▸ TASK BRIEF:
Reproduce the lines word for word, beginning with the line containing "For every <instance>, turn" and ending after the line containing "positive clicks: (74, 54)".

Collected data entries
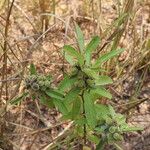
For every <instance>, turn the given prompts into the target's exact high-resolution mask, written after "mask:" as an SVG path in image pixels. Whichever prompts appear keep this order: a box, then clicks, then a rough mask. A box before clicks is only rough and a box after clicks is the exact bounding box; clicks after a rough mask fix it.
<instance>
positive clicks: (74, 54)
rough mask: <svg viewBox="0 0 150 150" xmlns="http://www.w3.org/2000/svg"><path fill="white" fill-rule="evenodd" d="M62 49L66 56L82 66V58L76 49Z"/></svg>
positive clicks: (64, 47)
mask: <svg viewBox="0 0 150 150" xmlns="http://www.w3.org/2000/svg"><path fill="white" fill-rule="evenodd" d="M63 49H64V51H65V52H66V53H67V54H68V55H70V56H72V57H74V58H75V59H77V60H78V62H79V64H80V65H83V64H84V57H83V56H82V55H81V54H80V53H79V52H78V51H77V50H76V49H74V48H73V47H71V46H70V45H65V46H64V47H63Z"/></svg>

* * *

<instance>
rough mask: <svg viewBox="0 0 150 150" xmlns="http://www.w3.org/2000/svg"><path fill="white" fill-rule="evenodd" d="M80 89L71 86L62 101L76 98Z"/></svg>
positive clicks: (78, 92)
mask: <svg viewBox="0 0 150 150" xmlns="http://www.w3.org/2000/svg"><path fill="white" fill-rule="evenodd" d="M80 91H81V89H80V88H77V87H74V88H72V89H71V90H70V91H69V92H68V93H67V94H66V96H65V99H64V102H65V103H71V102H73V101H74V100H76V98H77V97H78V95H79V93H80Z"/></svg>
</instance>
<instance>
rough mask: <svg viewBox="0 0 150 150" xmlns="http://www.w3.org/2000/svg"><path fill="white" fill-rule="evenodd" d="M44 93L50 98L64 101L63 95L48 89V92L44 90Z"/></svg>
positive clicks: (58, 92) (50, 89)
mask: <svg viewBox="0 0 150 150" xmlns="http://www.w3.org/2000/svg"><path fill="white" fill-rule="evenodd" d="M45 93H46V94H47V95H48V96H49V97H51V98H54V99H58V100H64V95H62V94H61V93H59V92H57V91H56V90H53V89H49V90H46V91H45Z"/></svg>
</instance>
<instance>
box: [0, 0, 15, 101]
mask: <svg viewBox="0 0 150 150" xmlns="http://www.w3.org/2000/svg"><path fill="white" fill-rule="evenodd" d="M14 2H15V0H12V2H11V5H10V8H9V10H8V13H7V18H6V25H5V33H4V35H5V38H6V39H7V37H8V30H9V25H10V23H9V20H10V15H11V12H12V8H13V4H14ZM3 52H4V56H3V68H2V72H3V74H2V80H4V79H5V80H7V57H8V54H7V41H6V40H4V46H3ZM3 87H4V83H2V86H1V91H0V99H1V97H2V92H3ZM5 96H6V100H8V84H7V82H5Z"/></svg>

▸ RESULT OF THIS TASK:
For every <instance>, turn the given prompts into the target's exact high-resolution mask, written after "mask:" as an SVG path in image pixels. Whichever prompts appear keep this order: a box, then clicks, then a rough mask. A box before clicks is only rough and a box after clicks is the exact bounding box; clicks after a rough mask fix it.
<instance>
positive clicks: (74, 54)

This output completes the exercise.